The problem
Return every line of the records below verbatim, with no pictures in the copy.

(Phrase grounding data)
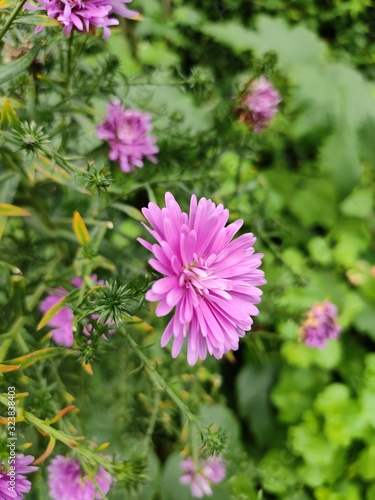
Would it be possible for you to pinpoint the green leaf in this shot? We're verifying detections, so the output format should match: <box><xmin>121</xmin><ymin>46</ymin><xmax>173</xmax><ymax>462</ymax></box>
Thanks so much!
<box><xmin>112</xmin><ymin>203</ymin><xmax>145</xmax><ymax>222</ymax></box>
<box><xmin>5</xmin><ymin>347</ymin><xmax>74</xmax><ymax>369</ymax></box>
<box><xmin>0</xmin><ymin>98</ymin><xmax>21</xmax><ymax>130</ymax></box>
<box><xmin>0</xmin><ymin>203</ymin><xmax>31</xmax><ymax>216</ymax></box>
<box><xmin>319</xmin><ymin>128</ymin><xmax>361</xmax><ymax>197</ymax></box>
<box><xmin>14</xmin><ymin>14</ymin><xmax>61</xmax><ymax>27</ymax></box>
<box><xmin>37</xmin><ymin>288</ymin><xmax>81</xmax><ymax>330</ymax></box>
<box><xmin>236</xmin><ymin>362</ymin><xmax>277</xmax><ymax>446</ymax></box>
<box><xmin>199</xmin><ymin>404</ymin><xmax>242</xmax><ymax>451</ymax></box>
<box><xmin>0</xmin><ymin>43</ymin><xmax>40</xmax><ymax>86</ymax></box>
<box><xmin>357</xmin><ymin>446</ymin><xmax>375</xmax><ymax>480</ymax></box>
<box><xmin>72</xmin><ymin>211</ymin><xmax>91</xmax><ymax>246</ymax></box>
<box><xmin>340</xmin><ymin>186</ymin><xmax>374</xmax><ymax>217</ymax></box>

Response for this exercise
Would it be possible for you to pinpoint the green leaf in this shot? We're verifying detections, so the output format should match: <box><xmin>121</xmin><ymin>46</ymin><xmax>173</xmax><ymax>462</ymax></box>
Thanks so much!
<box><xmin>112</xmin><ymin>203</ymin><xmax>145</xmax><ymax>222</ymax></box>
<box><xmin>5</xmin><ymin>347</ymin><xmax>74</xmax><ymax>369</ymax></box>
<box><xmin>0</xmin><ymin>98</ymin><xmax>21</xmax><ymax>130</ymax></box>
<box><xmin>0</xmin><ymin>203</ymin><xmax>31</xmax><ymax>216</ymax></box>
<box><xmin>319</xmin><ymin>128</ymin><xmax>361</xmax><ymax>197</ymax></box>
<box><xmin>14</xmin><ymin>14</ymin><xmax>61</xmax><ymax>27</ymax></box>
<box><xmin>37</xmin><ymin>288</ymin><xmax>81</xmax><ymax>330</ymax></box>
<box><xmin>236</xmin><ymin>362</ymin><xmax>277</xmax><ymax>446</ymax></box>
<box><xmin>199</xmin><ymin>404</ymin><xmax>242</xmax><ymax>451</ymax></box>
<box><xmin>0</xmin><ymin>43</ymin><xmax>40</xmax><ymax>86</ymax></box>
<box><xmin>357</xmin><ymin>446</ymin><xmax>375</xmax><ymax>480</ymax></box>
<box><xmin>72</xmin><ymin>211</ymin><xmax>91</xmax><ymax>246</ymax></box>
<box><xmin>340</xmin><ymin>186</ymin><xmax>374</xmax><ymax>217</ymax></box>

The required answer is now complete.